▶ [Problem] In the data below, find every line that has the string "white", and copy it.

▶ [Supplied data]

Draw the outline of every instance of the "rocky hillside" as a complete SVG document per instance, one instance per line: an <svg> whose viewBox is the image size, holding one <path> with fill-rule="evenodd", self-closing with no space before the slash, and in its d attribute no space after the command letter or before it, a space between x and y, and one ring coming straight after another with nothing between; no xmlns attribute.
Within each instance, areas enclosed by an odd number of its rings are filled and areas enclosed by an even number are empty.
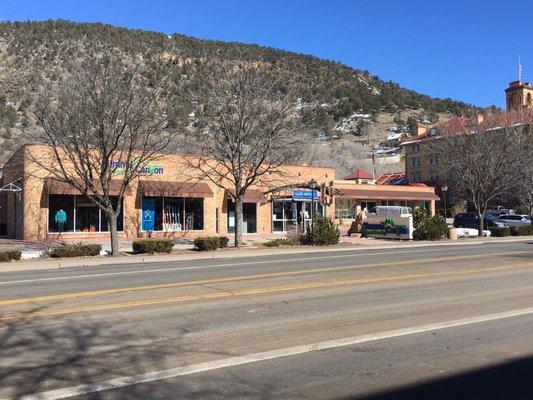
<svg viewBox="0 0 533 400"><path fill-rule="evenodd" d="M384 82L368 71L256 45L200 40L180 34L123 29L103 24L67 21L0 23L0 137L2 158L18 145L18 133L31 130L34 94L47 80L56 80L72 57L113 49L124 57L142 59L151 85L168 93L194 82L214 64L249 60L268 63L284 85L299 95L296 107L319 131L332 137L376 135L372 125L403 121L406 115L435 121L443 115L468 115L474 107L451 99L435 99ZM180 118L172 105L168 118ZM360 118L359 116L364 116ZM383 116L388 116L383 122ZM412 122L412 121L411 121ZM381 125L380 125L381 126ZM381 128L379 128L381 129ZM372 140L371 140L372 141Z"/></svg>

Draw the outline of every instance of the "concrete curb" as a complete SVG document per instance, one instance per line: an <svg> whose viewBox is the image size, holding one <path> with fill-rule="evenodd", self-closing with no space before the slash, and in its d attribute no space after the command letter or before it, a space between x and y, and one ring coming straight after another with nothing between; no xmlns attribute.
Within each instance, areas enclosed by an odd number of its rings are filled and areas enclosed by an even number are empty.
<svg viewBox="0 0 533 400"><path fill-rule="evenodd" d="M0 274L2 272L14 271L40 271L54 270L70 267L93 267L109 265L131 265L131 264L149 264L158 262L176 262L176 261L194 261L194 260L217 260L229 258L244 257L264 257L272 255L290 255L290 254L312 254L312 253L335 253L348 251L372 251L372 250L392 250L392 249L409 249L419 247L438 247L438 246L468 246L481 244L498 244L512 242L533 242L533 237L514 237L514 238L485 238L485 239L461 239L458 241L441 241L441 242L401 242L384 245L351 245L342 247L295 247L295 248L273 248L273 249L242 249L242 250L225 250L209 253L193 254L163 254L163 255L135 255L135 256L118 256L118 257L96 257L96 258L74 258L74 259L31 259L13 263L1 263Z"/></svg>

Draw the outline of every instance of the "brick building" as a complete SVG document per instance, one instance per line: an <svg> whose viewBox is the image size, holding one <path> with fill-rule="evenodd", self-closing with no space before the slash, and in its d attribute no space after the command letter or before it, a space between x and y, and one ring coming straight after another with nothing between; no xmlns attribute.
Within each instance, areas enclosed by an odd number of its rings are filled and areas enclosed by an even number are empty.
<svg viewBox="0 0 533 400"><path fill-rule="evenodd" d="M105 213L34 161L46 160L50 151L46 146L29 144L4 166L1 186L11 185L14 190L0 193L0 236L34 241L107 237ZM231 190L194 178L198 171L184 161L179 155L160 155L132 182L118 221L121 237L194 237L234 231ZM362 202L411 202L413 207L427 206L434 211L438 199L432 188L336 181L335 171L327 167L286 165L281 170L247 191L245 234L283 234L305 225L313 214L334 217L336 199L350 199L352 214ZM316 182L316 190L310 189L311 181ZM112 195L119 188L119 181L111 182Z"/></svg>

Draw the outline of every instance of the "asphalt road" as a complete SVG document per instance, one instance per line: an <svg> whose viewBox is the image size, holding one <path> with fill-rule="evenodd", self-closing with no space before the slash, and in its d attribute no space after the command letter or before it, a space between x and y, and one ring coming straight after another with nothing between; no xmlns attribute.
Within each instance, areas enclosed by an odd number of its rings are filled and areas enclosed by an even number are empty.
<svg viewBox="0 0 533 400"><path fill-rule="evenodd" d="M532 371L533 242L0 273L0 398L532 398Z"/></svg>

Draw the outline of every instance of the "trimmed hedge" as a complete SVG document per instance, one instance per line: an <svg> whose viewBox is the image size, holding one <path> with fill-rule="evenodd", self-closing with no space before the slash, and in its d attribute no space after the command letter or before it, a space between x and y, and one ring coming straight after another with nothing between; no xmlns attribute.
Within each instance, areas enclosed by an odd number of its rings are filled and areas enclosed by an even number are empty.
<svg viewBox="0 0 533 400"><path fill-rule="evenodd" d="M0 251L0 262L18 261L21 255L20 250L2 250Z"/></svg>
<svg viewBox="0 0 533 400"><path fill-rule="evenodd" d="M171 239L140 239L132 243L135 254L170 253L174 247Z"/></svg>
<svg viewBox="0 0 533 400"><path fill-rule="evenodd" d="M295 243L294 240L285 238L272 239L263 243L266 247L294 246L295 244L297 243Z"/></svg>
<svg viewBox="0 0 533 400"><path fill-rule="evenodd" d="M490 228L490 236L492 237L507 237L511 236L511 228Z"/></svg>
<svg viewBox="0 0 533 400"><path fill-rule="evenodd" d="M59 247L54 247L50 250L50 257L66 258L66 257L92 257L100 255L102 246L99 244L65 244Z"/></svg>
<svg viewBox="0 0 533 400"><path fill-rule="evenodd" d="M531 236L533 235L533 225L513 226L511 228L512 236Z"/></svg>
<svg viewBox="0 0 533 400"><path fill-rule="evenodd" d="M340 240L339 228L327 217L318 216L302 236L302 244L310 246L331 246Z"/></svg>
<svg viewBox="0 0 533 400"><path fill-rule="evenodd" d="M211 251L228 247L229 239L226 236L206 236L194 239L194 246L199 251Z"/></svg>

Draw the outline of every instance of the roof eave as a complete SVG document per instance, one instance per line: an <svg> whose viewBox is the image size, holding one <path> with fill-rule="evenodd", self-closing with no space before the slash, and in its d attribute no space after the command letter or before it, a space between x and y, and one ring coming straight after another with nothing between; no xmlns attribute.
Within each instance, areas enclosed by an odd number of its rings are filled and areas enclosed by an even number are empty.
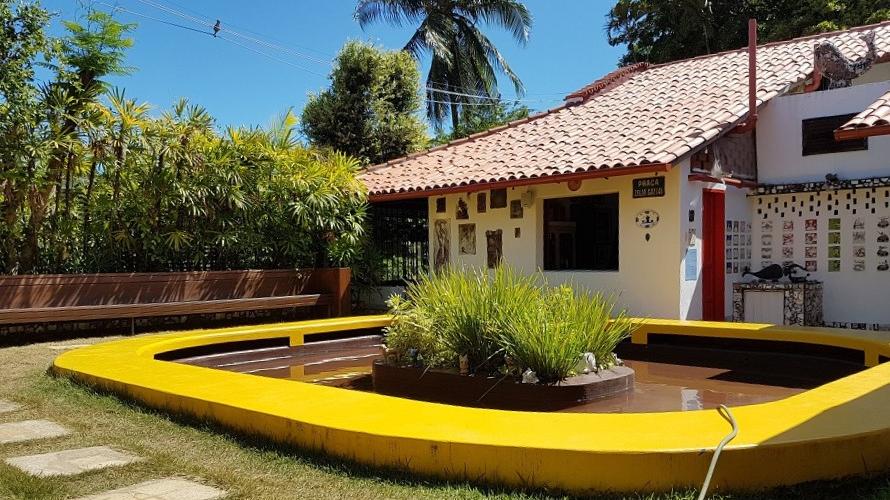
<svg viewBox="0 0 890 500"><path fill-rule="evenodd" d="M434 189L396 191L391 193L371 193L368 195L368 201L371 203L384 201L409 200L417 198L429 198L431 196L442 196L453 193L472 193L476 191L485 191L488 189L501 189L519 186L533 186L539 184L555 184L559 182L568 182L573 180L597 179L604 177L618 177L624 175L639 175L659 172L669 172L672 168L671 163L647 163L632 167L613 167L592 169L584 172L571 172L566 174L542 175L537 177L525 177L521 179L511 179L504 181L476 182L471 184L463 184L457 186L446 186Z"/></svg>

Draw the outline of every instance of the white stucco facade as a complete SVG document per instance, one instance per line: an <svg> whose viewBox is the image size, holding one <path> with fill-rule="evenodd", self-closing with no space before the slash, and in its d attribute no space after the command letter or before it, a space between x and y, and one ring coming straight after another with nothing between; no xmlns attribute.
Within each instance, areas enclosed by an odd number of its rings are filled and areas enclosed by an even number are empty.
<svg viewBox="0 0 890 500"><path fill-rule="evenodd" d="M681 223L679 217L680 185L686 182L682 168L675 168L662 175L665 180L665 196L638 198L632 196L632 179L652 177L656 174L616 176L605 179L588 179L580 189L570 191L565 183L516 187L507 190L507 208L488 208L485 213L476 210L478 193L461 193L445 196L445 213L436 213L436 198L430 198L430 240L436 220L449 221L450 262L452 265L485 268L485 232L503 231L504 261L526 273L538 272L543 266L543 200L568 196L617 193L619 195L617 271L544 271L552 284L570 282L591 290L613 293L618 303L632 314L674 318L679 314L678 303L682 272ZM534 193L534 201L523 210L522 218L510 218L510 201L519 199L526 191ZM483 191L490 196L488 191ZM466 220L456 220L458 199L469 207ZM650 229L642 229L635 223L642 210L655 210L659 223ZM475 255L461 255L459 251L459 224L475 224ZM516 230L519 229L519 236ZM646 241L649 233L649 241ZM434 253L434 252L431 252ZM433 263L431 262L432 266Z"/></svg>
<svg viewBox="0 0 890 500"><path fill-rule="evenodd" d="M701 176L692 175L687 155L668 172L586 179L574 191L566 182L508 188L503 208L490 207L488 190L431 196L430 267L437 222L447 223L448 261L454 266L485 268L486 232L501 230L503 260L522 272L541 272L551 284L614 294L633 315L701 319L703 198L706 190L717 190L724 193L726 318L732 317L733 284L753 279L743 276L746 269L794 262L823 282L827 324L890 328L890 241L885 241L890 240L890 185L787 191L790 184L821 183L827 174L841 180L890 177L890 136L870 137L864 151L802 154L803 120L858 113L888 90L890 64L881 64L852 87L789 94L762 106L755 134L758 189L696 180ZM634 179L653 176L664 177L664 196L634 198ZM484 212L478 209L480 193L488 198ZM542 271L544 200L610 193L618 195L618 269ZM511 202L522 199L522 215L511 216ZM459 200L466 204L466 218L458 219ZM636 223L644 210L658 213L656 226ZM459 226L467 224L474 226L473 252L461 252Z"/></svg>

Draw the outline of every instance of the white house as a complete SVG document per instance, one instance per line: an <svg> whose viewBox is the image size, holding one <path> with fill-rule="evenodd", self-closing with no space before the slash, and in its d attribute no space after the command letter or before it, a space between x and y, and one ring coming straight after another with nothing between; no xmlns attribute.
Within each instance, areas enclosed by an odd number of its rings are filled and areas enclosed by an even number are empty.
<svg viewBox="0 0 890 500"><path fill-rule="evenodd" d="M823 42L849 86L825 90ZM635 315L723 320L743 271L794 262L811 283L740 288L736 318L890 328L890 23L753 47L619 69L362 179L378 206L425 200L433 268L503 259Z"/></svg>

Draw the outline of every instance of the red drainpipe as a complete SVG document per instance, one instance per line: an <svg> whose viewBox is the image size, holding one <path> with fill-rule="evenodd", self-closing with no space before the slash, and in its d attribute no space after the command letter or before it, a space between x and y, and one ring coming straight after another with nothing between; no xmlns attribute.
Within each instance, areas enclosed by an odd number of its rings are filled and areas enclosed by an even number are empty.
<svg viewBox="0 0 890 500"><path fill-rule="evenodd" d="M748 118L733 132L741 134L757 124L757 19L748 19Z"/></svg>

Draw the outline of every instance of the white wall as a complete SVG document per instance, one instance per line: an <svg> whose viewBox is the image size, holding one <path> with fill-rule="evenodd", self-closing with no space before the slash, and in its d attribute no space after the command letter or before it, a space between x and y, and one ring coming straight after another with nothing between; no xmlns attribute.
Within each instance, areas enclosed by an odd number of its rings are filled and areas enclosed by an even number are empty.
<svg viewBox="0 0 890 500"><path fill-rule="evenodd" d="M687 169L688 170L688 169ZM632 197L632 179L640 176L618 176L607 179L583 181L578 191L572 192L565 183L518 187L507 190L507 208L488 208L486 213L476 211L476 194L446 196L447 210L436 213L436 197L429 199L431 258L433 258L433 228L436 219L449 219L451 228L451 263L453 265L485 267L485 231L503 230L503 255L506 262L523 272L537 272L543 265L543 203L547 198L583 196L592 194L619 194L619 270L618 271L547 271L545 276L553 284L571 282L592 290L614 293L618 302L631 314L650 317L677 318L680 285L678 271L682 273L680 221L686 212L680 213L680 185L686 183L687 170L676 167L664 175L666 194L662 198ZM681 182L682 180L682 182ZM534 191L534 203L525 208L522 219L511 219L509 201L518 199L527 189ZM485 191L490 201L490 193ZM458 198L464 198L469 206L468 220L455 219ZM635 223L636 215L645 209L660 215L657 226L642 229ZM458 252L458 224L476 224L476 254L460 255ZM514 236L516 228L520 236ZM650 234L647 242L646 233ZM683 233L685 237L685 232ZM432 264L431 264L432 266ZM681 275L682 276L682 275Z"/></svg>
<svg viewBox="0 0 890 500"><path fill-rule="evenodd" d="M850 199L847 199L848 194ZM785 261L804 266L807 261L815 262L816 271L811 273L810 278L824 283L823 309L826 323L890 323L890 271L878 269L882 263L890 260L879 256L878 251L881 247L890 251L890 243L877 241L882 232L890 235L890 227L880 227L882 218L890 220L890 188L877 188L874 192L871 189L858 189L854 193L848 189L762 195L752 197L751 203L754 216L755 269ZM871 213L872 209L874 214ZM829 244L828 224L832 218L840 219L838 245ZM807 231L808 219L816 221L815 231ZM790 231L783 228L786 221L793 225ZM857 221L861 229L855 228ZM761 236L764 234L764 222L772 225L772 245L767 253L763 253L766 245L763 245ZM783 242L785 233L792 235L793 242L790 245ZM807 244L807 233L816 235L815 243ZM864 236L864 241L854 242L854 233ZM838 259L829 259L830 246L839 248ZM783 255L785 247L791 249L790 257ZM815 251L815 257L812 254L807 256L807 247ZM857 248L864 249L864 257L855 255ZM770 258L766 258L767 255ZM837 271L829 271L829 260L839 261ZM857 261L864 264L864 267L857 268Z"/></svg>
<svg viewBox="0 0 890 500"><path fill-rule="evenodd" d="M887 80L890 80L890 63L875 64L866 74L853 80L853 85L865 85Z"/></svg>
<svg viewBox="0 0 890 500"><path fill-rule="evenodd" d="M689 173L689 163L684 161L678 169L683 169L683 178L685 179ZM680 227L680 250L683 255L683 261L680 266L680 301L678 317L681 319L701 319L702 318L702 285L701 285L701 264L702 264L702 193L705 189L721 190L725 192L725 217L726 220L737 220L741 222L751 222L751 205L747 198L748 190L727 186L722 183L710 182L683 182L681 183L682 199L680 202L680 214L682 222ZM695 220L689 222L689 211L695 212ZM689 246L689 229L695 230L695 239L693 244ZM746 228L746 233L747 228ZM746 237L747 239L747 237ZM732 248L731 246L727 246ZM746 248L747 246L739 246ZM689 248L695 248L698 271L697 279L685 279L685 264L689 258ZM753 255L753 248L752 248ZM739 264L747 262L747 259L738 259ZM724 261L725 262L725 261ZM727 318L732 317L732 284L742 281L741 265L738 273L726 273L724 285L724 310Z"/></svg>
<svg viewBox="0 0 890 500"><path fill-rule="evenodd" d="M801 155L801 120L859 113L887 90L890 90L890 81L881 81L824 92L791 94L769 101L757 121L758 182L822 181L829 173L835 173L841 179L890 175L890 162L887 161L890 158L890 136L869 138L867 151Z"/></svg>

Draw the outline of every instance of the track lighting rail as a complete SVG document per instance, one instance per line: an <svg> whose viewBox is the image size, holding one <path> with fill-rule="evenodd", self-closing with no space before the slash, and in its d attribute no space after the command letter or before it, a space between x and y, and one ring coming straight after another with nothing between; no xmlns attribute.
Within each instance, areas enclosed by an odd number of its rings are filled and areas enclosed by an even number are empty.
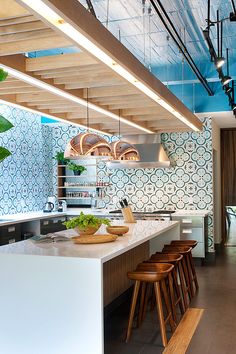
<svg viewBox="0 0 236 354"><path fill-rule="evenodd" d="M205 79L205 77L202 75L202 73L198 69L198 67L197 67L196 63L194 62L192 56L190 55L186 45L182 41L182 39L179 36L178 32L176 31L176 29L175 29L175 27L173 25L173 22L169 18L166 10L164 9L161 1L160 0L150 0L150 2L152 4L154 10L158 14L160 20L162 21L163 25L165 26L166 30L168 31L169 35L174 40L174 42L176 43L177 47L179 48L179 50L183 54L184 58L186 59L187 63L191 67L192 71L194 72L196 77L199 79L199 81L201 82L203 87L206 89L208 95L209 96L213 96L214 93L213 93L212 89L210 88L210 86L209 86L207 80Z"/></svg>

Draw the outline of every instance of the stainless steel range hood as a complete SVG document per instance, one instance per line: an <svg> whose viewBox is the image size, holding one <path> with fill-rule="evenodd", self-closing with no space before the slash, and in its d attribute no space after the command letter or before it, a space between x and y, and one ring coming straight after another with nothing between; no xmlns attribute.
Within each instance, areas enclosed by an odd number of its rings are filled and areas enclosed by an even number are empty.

▶ [Result of this exercise]
Draw the outline of every instance of the white stucco facade as a complete SVG document per instance, one instance per line: an <svg> whose viewBox is the image size, holding one <path> with fill-rule="evenodd", self-closing with no space before the slash, and in its d attribute no space after the command letter or before it, a space between x and y, and one ring coming straight after another with nothing between; no xmlns attribute.
Draw the outline of every instance of the white house as a complete SVG document per instance, one instance per line: an <svg> whose viewBox is the image size, holding one <path> with fill-rule="evenodd", self-closing with no space before the slash, and in its d attribute no space after the command letter or before it, a space between x and y, and one ring coming straight after another with nothing between; no xmlns attribute.
Draw the outline of every instance of the white wall as a complete SVG document per instance, one instance per line: an <svg> whose viewBox is the image size, holding one <path> with fill-rule="evenodd", self-closing with no space before the slash, and in its d attribute no space after the command letter or before it, a space between x and y, and one ring coming straight after another with nothing between; no xmlns attribute.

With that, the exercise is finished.